● **EXERCISE INSTRUCTIONS**
Repeat all of the records verbatim.

● **PROVIDED MATERIAL**

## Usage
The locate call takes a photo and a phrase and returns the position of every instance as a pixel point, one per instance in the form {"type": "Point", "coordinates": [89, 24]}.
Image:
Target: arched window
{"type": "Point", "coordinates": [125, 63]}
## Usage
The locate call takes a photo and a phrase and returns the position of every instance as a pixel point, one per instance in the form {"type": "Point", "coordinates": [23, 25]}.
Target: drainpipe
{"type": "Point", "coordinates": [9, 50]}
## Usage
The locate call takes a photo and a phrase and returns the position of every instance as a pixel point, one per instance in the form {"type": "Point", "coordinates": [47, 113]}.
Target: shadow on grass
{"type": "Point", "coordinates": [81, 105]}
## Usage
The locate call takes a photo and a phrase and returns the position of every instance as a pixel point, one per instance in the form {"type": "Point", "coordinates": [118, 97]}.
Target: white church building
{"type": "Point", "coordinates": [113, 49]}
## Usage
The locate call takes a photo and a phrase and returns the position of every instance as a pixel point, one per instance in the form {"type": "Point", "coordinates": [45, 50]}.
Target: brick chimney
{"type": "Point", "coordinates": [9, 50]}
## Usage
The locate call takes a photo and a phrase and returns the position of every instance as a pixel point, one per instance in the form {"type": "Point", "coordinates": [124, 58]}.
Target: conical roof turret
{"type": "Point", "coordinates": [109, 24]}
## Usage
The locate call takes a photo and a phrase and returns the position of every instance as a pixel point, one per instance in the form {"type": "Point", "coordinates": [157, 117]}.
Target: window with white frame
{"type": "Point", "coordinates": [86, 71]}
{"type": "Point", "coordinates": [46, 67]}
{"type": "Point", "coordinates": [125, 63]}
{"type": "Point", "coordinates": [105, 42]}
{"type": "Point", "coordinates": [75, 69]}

● **RESPONSE TO THE EXERCISE**
## Usage
The locate call takes a photo and a phrase and returns the position of every instance as a pixel point, one per instance in the form {"type": "Point", "coordinates": [89, 24]}.
Image:
Target: arched window
{"type": "Point", "coordinates": [125, 63]}
## Usage
The locate call takes a photo and a phrase and returns the position of every instance as a pixel point, one per instance in the form {"type": "Point", "coordinates": [23, 25]}.
Target: drainpipe
{"type": "Point", "coordinates": [9, 50]}
## Usage
The locate call takes a photo and a phrase and returns the position of every instance as a pixel point, one per instance in the form {"type": "Point", "coordinates": [47, 113]}.
Target: shadow on grass
{"type": "Point", "coordinates": [81, 105]}
## Usage
The locate call takes a photo and a phrase and returns the position of every instance as a pixel point, one per instance in the form {"type": "Point", "coordinates": [118, 97]}.
Target: white church building
{"type": "Point", "coordinates": [113, 49]}
## Usage
The locate call takes a photo and a phrase and returns the position of every instance as a pixel point, one per instance in the form {"type": "Point", "coordinates": [45, 50]}.
Target: brick chimney
{"type": "Point", "coordinates": [9, 50]}
## Usage
The locate call takes a photo and a phrase and returns the position of every instance as a pixel point, one per instance in the form {"type": "Point", "coordinates": [124, 58]}.
Target: conical roof turret
{"type": "Point", "coordinates": [109, 24]}
## Usage
The locate call takes a photo and a phrase and returns the position of every instance as a pixel point, one per instance in the form {"type": "Point", "coordinates": [157, 117]}.
Target: window with white frame
{"type": "Point", "coordinates": [86, 71]}
{"type": "Point", "coordinates": [46, 67]}
{"type": "Point", "coordinates": [125, 63]}
{"type": "Point", "coordinates": [105, 42]}
{"type": "Point", "coordinates": [75, 69]}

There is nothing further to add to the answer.